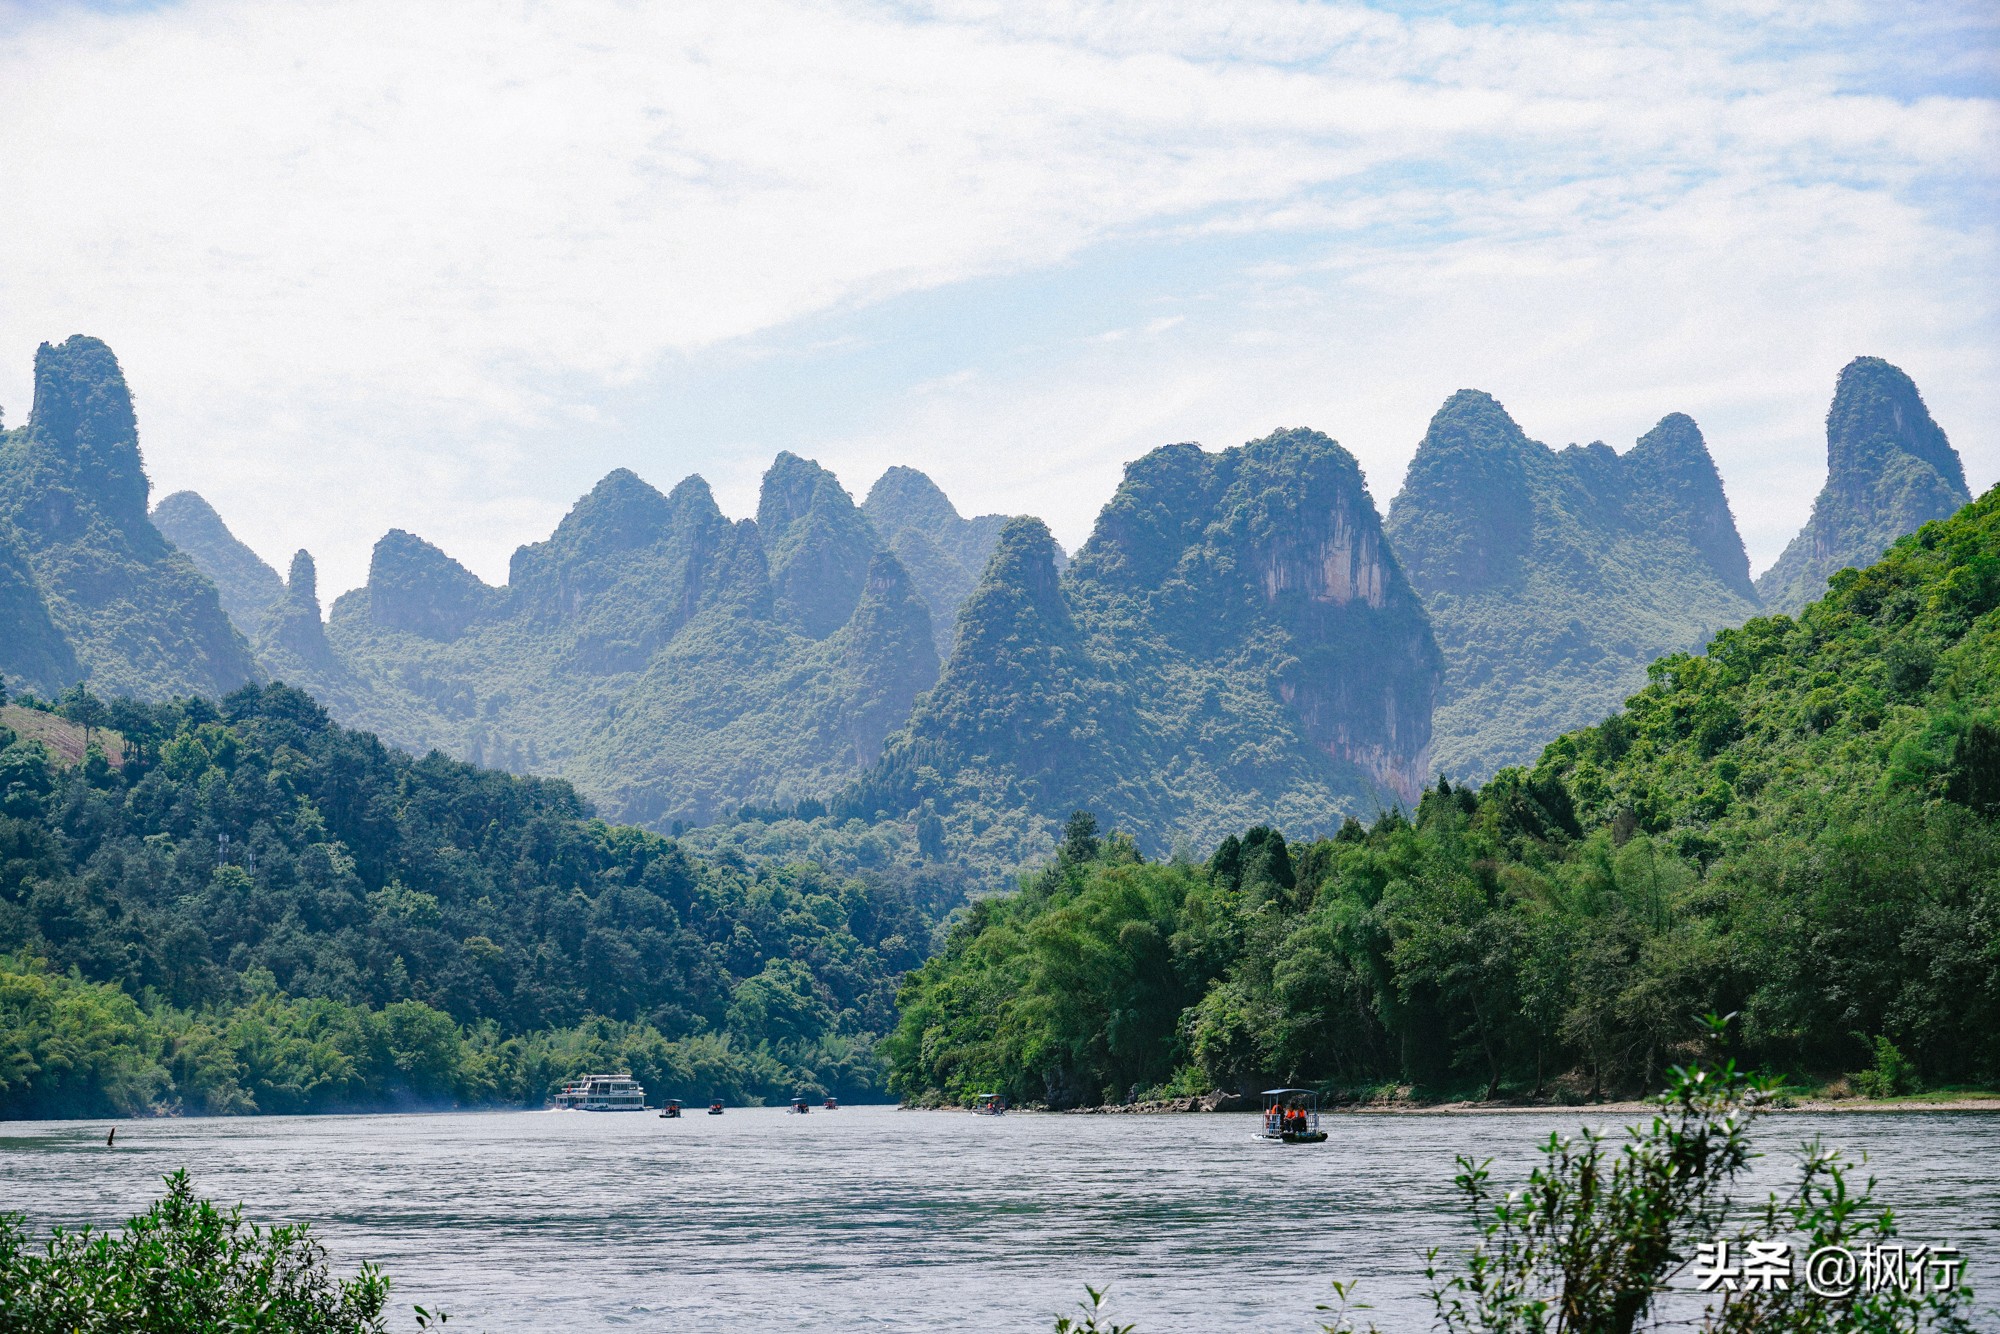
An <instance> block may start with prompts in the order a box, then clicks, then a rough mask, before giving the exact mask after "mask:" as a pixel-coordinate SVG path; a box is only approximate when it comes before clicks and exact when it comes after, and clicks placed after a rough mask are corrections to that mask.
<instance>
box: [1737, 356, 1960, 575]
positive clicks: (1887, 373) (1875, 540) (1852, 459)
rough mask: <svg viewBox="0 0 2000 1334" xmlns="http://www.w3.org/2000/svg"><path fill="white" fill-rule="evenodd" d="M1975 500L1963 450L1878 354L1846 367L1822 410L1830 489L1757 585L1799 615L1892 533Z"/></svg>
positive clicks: (1897, 373)
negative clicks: (1801, 608)
mask: <svg viewBox="0 0 2000 1334" xmlns="http://www.w3.org/2000/svg"><path fill="white" fill-rule="evenodd" d="M1970 502H1972V494H1970V492H1968V490H1966V470H1964V464H1962V462H1960V460H1958V450H1954V448H1952V442H1950V440H1946V438H1944V432H1942V430H1940V428H1938V424H1936V422H1934V420H1930V410H1928V408H1926V406H1924V396H1922V394H1918V392H1916V384H1914V382H1912V380H1910V376H1906V374H1902V372H1900V370H1896V368H1894V366H1890V364H1888V362H1884V360H1882V358H1878V356H1858V358H1854V360H1852V362H1848V366H1846V368H1844V370H1842V372H1840V382H1838V386H1836V388H1834V404H1832V408H1828V412H1826V486H1824V490H1820V496H1818V498H1816V500H1814V502H1812V518H1808V520H1806V526H1804V528H1802V530H1800V532H1798V536H1796V538H1792V544H1790V546H1786V548H1784V554H1782V556H1778V562H1776V564H1774V566H1772V568H1770V570H1766V572H1764V574H1762V576H1760V578H1758V582H1756V588H1758V594H1760V596H1762V598H1764V606H1768V608H1770V610H1774V612H1798V610H1800V608H1802V606H1806V604H1808V602H1812V600H1814V598H1818V596H1820V594H1824V592H1826V580H1828V578H1830V576H1832V574H1834V572H1838V570H1844V568H1848V566H1856V568H1864V566H1870V564H1874V562H1876V560H1880V558H1882V552H1886V550H1888V548H1890V544H1892V542H1896V538H1900V536H1904V534H1910V532H1916V530H1918V528H1922V526H1924V524H1928V522H1930V520H1934V518H1948V516H1952V514H1956V512H1958V510H1960V506H1966V504H1970Z"/></svg>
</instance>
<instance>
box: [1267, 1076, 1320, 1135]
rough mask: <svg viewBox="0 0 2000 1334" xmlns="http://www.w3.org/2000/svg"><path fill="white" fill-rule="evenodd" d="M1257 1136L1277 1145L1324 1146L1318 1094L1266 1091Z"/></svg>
mask: <svg viewBox="0 0 2000 1334" xmlns="http://www.w3.org/2000/svg"><path fill="white" fill-rule="evenodd" d="M1262 1096H1264V1120H1262V1124H1260V1126H1258V1136H1260V1138H1266V1140H1276V1142H1278V1144H1324V1142H1326V1132H1324V1130H1320V1094H1318V1092H1314V1090H1310V1088H1266V1090H1264V1094H1262Z"/></svg>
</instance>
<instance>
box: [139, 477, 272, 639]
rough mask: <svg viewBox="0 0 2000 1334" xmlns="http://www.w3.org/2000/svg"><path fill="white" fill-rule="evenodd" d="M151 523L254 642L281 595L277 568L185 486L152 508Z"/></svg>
mask: <svg viewBox="0 0 2000 1334" xmlns="http://www.w3.org/2000/svg"><path fill="white" fill-rule="evenodd" d="M152 526H154V528H158V530H160V536H164V538H166V540H168V542H172V544H174V546H176V548H180V552H182V554H184V556H186V558H188V560H192V562H194V568H196V570H200V572H202V574H206V576H208V582H212V584H214V586H216V594H218V596H220V598H222V610H224V612H228V614H230V622H234V626H236V628H238V630H242V632H244V636H248V638H250V640H256V636H258V634H260V632H262V630H264V618H266V616H268V614H270V608H272V604H276V602H278V598H282V596H284V580H280V578H278V572H276V570H272V568H270V566H268V564H264V558H262V556H258V554H256V552H252V550H250V548H248V546H244V544H242V542H240V540H238V538H236V534H234V532H230V530H228V524H224V522H222V516H220V514H216V510H214V506H210V504H208V502H206V500H202V498H200V496H196V494H194V492H190V490H182V492H174V494H172V496H168V498H166V500H162V502H160V504H156V506H152Z"/></svg>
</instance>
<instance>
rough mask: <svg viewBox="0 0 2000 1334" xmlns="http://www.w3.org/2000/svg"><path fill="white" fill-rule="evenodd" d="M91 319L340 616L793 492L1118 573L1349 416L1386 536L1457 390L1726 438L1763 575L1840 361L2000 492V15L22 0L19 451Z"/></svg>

####################

Copy every line of the records above word for word, and leave out the pictures.

An <instance> block may start with prompts in the order a box, then clicks, then a rough mask, before giving the exact mask after "mask:" as a pixel-coordinate SVG path; a box is only approximate when it comes before clicks and exact when it comes after, and clicks placed after a rough mask are corrections to that mask.
<instance>
box: [1737, 356, 1960, 575]
positive clicks: (1887, 373) (1875, 540) (1852, 459)
rough mask: <svg viewBox="0 0 2000 1334" xmlns="http://www.w3.org/2000/svg"><path fill="white" fill-rule="evenodd" d="M1975 500L1963 450L1878 354L1846 367L1822 410L1830 489L1757 585L1799 615L1892 533Z"/></svg>
positive clicks: (1897, 373)
negative clicks: (1801, 608)
mask: <svg viewBox="0 0 2000 1334" xmlns="http://www.w3.org/2000/svg"><path fill="white" fill-rule="evenodd" d="M1970 502H1972V494H1970V492H1968V490H1966V470H1964V464H1962V462H1960V460H1958V450H1954V448H1952V442H1950V440H1946V438H1944V432H1942V430H1940V428H1938V424H1936V422H1934V420H1930V410H1928V408H1926V406H1924V396H1922V394H1918V392H1916V384H1914V382H1912V380H1910V376H1906V374H1902V372H1900V370H1896V368H1894V366H1890V364H1888V362H1884V360H1882V358H1878V356H1858V358H1854V360H1852V362H1848V366H1846V368H1844V370H1842V372H1840V382H1838V386H1836V388H1834V404H1832V408H1828V412H1826V486H1824V490H1820V496H1818V498H1816V500H1814V502H1812V518H1808V520H1806V526H1804V528H1802V530H1800V532H1798V536H1796V538H1792V544H1790V546H1786V548H1784V554H1782V556H1778V562H1776V564H1774V566H1772V568H1770V570H1766V572H1764V574H1762V576H1760V578H1758V582H1756V588H1758V594H1760V596H1762V598H1764V606H1768V608H1770V610H1774V612H1798V610H1800V608H1802V606H1806V604H1808V602H1812V600H1814V598H1818V596H1820V594H1824V592H1826V580H1828V578H1830V576H1832V574H1834V572H1838V570H1844V568H1848V566H1856V568H1864V566H1870V564H1874V562H1876V560H1880V558H1882V552H1886V550H1888V548H1890V544H1892V542H1896V538H1900V536H1904V534H1910V532H1916V530H1918V528H1922V526H1924V524H1928V522H1930V520H1934V518H1948V516H1952V514H1956V512H1958V510H1960V506H1966V504H1970Z"/></svg>
</instance>
<instance>
box: [1267, 1076, 1320, 1135]
rough mask: <svg viewBox="0 0 2000 1334" xmlns="http://www.w3.org/2000/svg"><path fill="white" fill-rule="evenodd" d="M1257 1136L1277 1145L1324 1146L1318 1094L1266 1091Z"/></svg>
mask: <svg viewBox="0 0 2000 1334" xmlns="http://www.w3.org/2000/svg"><path fill="white" fill-rule="evenodd" d="M1262 1096H1264V1120H1262V1124H1260V1126H1258V1136H1260V1138H1266V1140H1276V1142H1278V1144H1324V1142H1326V1132H1324V1130H1320V1094H1318V1092H1314V1090H1310V1088H1266V1090H1264V1094H1262Z"/></svg>
</instance>
<instance>
box: [139, 477, 272, 639]
rough mask: <svg viewBox="0 0 2000 1334" xmlns="http://www.w3.org/2000/svg"><path fill="white" fill-rule="evenodd" d="M151 523L254 642L281 595L277 568L185 486L152 508Z"/></svg>
mask: <svg viewBox="0 0 2000 1334" xmlns="http://www.w3.org/2000/svg"><path fill="white" fill-rule="evenodd" d="M152 526H154V528H158V530H160V536H164V538H166V540H168V542H172V544H174V546H176V548H180V552H182V554H184V556H186V558H188V560H192V562H194V568H196V570H200V572H202V574H206V576H208V582H212V584H214V586H216V594H218V596H220V598H222V610H224V612H228V614H230V622H234V626H236V628H238V630H242V632H244V636H248V638H250V640H256V636H258V634H260V632H262V630H264V618H266V616H268V614H270V608H272V604H276V602H278V598H282V596H284V580H280V578H278V572H276V570H272V568H270V566H268V564H264V558H262V556H258V554H256V552H252V550H250V548H248V546H244V544H242V542H240V540H238V538H236V534H234V532H230V530H228V524H224V522H222V516H220V514H216V510H214V506H210V504H208V502H206V500H202V498H200V496H196V494H194V492H190V490H182V492H174V494H172V496H168V498H166V500H162V502H160V504H156V506H152Z"/></svg>
</instance>
<instance>
rough mask: <svg viewBox="0 0 2000 1334" xmlns="http://www.w3.org/2000/svg"><path fill="white" fill-rule="evenodd" d="M91 319L340 616L793 492L1118 573L1349 416L1386 536L1457 390L1726 438L1763 575L1840 361L2000 492V15L22 0L19 451Z"/></svg>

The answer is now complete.